--- BEGIN Exercise input ---

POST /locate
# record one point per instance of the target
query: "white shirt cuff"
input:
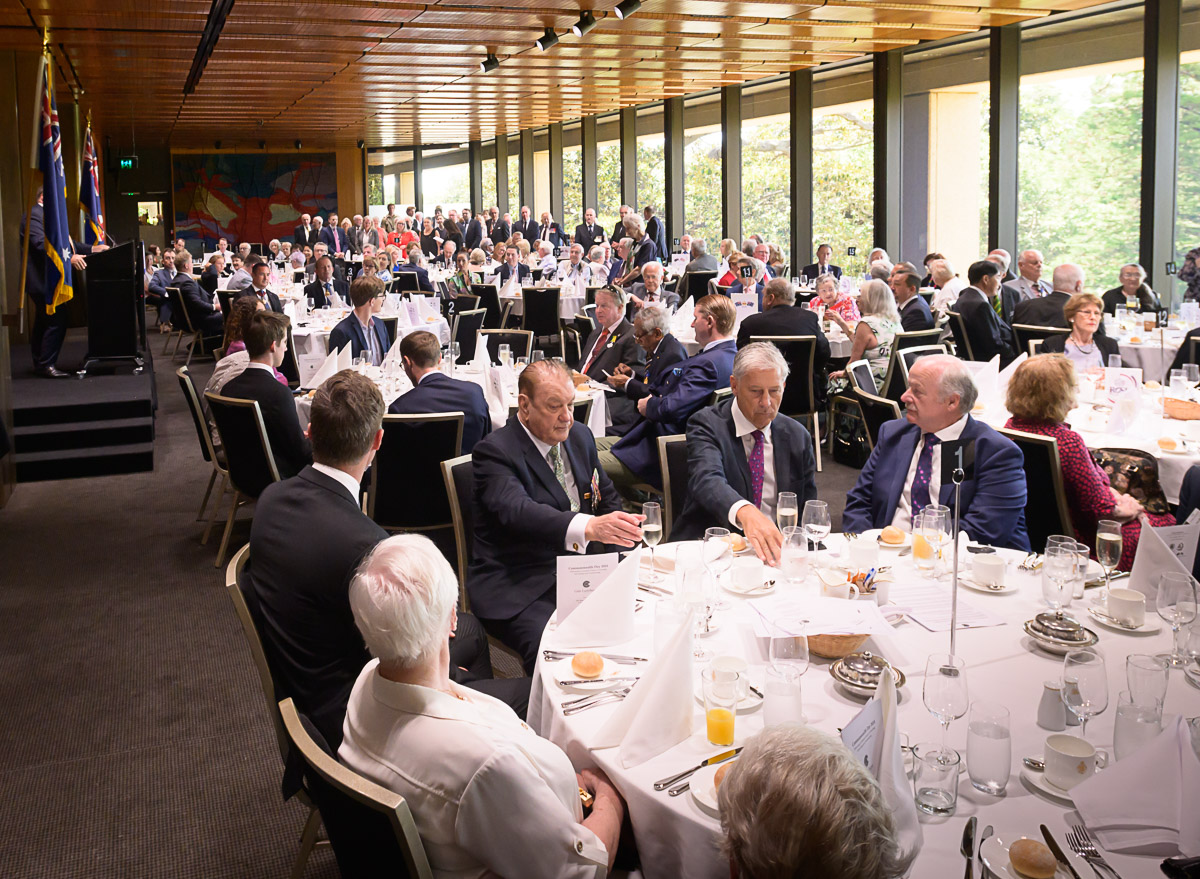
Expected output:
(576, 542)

--- END Exercise input ---
--- BEGIN Exercise input ---

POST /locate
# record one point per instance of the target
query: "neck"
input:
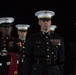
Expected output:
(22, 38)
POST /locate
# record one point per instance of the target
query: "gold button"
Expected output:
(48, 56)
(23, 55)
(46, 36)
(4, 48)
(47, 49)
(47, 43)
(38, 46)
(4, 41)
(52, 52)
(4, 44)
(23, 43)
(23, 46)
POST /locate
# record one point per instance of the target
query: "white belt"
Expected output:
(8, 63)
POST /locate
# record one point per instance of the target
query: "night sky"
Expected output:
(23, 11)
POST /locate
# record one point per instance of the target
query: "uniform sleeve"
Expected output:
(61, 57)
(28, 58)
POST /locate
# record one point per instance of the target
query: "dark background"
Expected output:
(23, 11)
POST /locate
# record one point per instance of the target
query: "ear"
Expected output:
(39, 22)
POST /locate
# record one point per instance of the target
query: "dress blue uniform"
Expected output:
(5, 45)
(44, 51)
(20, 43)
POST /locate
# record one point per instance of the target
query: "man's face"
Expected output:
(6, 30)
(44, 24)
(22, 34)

--- END Exercise input ---
--- BEGIN Exercise input ---

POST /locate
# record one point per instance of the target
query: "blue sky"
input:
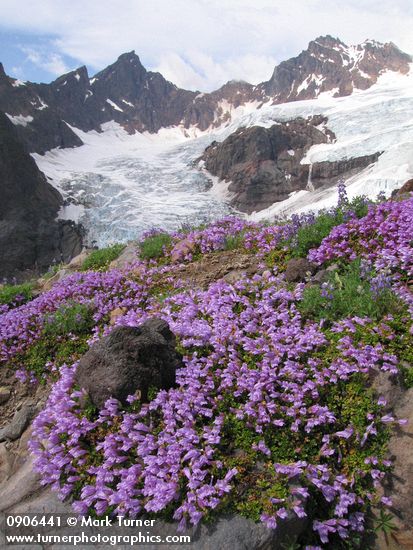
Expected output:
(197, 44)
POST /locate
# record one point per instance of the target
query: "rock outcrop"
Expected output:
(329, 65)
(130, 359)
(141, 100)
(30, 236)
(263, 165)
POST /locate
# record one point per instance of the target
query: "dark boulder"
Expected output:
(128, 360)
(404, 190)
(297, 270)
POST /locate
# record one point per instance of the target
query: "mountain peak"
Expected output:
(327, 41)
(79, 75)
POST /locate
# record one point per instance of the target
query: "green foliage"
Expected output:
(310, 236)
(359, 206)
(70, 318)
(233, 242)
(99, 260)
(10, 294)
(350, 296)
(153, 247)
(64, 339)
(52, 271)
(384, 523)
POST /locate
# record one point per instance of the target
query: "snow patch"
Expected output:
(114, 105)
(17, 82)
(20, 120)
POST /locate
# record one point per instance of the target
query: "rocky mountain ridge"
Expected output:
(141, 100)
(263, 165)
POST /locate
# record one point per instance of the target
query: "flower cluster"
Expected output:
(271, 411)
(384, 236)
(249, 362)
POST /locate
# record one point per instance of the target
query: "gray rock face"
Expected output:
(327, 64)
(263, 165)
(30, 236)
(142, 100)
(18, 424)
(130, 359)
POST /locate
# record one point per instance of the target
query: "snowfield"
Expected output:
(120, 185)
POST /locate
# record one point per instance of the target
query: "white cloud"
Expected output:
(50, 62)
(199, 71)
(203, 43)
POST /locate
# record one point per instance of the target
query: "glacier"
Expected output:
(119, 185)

--- END Exercise input ---

#### Exercise brief:
Count the lines in the Records that contain the string "blue". Reply with the number alone.

#### Solution to the exercise:
2